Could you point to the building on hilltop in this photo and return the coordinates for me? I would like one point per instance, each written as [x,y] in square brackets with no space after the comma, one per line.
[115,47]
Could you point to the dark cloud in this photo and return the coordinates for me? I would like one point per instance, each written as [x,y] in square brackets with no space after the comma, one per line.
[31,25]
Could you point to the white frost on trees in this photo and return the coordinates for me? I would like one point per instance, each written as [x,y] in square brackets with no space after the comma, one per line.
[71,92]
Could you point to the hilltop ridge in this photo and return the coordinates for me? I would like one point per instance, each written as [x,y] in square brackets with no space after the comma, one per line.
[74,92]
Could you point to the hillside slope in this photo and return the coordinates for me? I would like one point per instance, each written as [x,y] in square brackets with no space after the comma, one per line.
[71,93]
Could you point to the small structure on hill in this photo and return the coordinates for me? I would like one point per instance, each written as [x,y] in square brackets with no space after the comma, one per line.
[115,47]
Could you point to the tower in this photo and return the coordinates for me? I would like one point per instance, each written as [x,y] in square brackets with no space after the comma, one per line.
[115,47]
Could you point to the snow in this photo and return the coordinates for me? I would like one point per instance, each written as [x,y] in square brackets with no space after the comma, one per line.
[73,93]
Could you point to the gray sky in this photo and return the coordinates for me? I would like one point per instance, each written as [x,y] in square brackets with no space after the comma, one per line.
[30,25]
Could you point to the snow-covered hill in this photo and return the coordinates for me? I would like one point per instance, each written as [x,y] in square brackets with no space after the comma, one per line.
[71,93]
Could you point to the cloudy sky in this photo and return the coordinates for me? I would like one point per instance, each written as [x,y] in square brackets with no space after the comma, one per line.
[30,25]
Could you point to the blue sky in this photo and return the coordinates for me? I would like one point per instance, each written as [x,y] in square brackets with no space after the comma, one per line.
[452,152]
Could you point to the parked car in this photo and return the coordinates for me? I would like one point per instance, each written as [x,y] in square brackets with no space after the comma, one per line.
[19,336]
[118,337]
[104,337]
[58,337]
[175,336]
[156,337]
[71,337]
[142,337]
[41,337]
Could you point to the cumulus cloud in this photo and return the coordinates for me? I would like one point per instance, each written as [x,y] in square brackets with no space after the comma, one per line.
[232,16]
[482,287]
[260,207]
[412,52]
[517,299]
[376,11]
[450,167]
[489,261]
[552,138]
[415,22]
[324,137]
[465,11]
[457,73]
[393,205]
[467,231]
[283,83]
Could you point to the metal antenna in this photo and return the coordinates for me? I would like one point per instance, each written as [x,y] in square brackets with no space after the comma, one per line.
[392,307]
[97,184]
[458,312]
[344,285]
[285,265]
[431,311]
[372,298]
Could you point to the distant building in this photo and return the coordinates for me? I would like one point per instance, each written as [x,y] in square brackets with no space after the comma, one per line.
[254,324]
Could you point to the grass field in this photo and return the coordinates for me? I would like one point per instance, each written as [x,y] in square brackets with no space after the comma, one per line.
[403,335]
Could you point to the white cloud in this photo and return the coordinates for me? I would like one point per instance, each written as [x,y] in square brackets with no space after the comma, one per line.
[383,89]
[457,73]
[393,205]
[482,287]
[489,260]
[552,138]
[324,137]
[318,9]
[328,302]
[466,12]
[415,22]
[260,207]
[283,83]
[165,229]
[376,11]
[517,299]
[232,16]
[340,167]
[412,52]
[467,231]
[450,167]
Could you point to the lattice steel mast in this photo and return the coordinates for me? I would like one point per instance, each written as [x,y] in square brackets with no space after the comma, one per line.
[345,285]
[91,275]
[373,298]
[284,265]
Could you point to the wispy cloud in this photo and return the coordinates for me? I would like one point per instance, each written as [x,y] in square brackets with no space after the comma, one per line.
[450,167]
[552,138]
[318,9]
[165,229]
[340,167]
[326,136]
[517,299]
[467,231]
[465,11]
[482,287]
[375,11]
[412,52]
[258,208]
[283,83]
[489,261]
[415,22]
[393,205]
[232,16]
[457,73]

▸ What you are asked to do: Repeat each entry word for word.

▸ Correct output:
Could you point to the building on hilltop in this photo and return the coordinates for me? I would like one point per instance, each written as [x,y] in square brackets with no space after the comma, one per line.
[115,47]
Could you point to the dark cloud in this photo and return the coordinates for me? I would like one point per instance, each written as [x,y] in square brackets with no space after the comma, one per line.
[31,25]
Could you point to the white frost on trees in this photo and return the coordinates for me? I would like one point per instance, each written as [x,y] in square brackets with no space after the comma, one per line.
[71,92]
Could you point to the hilltop ridge in this photo and return the coordinates for me? I would like one point per instance, each written as [x,y] in square brackets with no space after the comma, one per line.
[74,92]
Could you point to the hillside slope in this photo and return the coordinates for me? I would like one point per instance, each written as [x,y] in square brackets with no space after the comma, one per line.
[71,93]
Could you point to the small structure on hill in this photo and return the coordinates for me? I would like one point per instance, each written as [x,y] in square brackets with no space after the comma, one per line.
[115,47]
Could you point to the tower in this photo and return the coordinates for me? I would like one point per instance, each written as [x,y] in square brackets with no space after the comma, one per line.
[115,47]
Could you point to the snow in this photo and return the coordinates for me? I would like one point per instance, each written as [x,y] in square brackets with no space after the comma, one per line.
[73,93]
Could you point to the gray sky in this photo and return the coordinates for me? I would like one point per instance, each written as [x,y] in square brackets with no space after the comma, one per line.
[30,25]
Could you point to the snow-covered hill in this photo and return the coordinates for me? I would like one point per instance, each written as [x,y] in square brackets with no space after the comma, one per line.
[71,93]
Could you point to the cloudy sky in this photo and return the coordinates for me? I would like one point per instance, each written as [x,y] in square brackets with no space after the comma, one per line.
[30,25]
Could you point to the blue sky in this photo and return the coordinates for me? I would like one point per instance, each written as [x,y] in square brackets with no space after the comma, one per line.
[452,152]
Could you point to the parked car in this photo and return the coordinates for me? I would like one point per instance, each written as [x,y] in square brackets with no space after the comma, one per line.
[19,336]
[118,337]
[104,337]
[58,337]
[175,336]
[156,337]
[71,337]
[142,337]
[41,337]
Could you point to the cumulus cloud in this photo and return the coordinates for me? I would like one point per instance, each written as [x,y] in square brackets with no space after the comma, one per line.
[232,16]
[482,287]
[260,207]
[412,52]
[517,299]
[376,11]
[450,167]
[489,261]
[552,138]
[415,22]
[324,137]
[465,11]
[457,73]
[393,205]
[467,231]
[283,83]
Could you point to the metal antenna in this photo and return the coordinates for me? I would like one point per instance, each written as [x,y] in square brackets with no space after the comma, one per line.
[392,307]
[97,184]
[458,312]
[344,285]
[285,265]
[431,311]
[372,298]
Could you point to the distant building in this photo and return the coordinates for me? I would like one point per instance, each written as [x,y] in square brackets with no space after the comma, one per line.
[254,324]
Could you point to the grass field in this photo and return the coordinates for me? I would like one point per instance, each written as [x,y] in square brackets with no space after the comma, one per line.
[403,335]
Could you point to the white cloud in this photo and return the coordinates for me? I would like one point per instance, each written as [x,y] in square brackets with no space after the comma, one per line.
[383,89]
[457,73]
[393,205]
[482,287]
[489,260]
[552,138]
[324,137]
[318,9]
[328,302]
[466,12]
[415,22]
[260,207]
[283,83]
[165,229]
[376,11]
[517,299]
[232,16]
[340,167]
[412,52]
[467,231]
[450,167]
Could you point to the lattice steel mast in this photo and return the coordinates for me? I would like one point per instance, each written as [x,y] in square brackets with no space after the comma, one per line.
[345,285]
[91,275]
[373,298]
[284,265]
Could you point to the wispy cloud in this photo and return the coordinates for me? I would like one point per instance, each written as [x,y] in square brackets with no space after the comma, one per line.
[450,167]
[552,138]
[318,9]
[165,229]
[340,167]
[326,136]
[517,299]
[467,231]
[465,11]
[482,287]
[375,11]
[412,52]
[258,208]
[283,83]
[489,261]
[415,22]
[393,205]
[232,16]
[457,73]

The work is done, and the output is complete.